What does the open-access article below report? Answer in two sentences.

## [Source text]
^^^^^^^^

The State of Open Access: Some New Data 


A preprint posted on PeerJ yesterday offers some new insight into the 
number of articles now available on an open-access basis. 


The new study is different to previous ones in a number of ways, not least 
because it includes data from users of Unpaywall, a browser plug-in that 
identifies papers that researchers are looking for, and then checks to see 
whether the papers are available for free anywhere on the Web. 


Unpaywall is based on oaDOI, a tool 
that scours the web for open-access full- 
text versions of journal articles. 


Both tools were developed by 
Impactstory, a non-profit focused on 
open-access issues in science. Two of 
the authors of the PeerJ preprint — 
Heather Piwowar and Jason Priem — 
founded Impactstory. They also wrote 
the Unpaywall and oaDOI software. 


The paper — which is called The State of 
OA: A large-scale analysis of the prevalence and impact of Open Access 
articles — reports that 28% of the scholarly literature (19 million articles) is 
now OA, and growing, and that for recent articles the percentage available 
as OA rises to 45%. 


The study authors say they also found that OA articles receive 18% more 
citations than average. 


In addition, the authors report on what they describe as a previously under- 
discussed phenomenon of open access — Bronze OA. This refers to articles 
that are made free-to-read on the publisher s website without an explicit 
open licence.

^^^^^^^^

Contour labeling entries
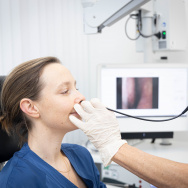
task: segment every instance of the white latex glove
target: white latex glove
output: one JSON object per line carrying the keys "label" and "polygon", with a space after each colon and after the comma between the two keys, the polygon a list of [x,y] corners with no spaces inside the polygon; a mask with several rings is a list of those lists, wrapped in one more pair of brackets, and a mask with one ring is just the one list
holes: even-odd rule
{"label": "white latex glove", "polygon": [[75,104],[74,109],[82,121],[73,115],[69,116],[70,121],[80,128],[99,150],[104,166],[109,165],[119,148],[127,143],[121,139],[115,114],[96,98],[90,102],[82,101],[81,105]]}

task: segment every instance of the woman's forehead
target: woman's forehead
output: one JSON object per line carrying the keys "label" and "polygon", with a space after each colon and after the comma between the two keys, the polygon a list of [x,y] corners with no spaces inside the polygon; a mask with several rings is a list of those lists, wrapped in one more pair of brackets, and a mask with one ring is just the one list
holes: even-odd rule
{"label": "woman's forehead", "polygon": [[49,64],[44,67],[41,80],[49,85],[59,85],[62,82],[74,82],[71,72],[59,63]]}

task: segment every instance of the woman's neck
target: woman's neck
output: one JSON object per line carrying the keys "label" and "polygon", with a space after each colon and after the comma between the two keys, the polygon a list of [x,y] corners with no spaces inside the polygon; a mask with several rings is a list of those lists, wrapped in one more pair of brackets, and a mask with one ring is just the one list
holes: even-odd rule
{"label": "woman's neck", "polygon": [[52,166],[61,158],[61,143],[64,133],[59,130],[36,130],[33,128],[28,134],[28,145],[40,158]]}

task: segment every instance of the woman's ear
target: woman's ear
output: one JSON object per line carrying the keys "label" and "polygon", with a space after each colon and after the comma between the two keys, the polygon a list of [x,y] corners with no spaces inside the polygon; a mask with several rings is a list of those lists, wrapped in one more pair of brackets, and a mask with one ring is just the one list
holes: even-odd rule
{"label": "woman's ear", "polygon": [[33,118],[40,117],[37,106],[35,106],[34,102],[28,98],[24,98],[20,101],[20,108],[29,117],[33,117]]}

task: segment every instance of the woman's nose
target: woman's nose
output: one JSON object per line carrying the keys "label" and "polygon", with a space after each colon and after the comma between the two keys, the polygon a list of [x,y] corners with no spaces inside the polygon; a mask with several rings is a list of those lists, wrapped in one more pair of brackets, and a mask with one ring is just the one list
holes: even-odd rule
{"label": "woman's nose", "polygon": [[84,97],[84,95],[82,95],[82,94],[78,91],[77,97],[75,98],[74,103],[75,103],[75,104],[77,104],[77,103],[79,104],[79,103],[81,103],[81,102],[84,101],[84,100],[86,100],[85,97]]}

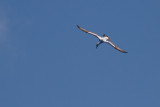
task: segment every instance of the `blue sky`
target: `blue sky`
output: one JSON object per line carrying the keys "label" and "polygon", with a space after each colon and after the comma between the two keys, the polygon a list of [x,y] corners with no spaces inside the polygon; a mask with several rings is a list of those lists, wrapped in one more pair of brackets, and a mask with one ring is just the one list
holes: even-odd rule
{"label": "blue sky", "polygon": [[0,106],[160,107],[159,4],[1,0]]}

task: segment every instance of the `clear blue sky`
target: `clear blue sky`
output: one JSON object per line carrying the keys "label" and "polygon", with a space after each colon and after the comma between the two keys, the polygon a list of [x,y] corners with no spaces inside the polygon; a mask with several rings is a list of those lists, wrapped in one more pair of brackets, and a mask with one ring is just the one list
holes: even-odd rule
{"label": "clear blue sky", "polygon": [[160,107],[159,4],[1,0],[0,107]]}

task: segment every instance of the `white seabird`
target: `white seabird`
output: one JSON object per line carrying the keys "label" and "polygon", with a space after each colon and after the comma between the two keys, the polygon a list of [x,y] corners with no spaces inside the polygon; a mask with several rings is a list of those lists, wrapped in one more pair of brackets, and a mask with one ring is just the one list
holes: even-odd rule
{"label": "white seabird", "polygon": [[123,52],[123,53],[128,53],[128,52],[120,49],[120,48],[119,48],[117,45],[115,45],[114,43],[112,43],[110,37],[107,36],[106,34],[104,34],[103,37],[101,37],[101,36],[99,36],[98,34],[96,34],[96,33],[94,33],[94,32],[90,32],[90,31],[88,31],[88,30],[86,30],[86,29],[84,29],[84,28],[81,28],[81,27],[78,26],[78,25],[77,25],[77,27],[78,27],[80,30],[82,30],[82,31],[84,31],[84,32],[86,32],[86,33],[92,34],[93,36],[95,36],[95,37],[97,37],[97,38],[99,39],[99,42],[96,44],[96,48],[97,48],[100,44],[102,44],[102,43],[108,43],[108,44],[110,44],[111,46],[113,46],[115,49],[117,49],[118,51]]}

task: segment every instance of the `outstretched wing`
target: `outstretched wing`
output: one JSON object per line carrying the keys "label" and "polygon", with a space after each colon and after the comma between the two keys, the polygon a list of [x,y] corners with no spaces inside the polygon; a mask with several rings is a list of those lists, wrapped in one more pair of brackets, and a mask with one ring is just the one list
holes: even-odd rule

^^^^^^^^

## [Task response]
A PeerJ preprint co-authored by Impactstory founders Heather Piwowar and Jason Priem uses data that includes users of their Unpaywall browser plug-in, and it finds that 28% of the scholarly literature (19 million articles) is now open access, rising to 45% for recent articles. The authors also report that open-access articles receive 18% more citations than average, and they describe Bronze OA: articles made free to read on the publisher's website without an explicit open license.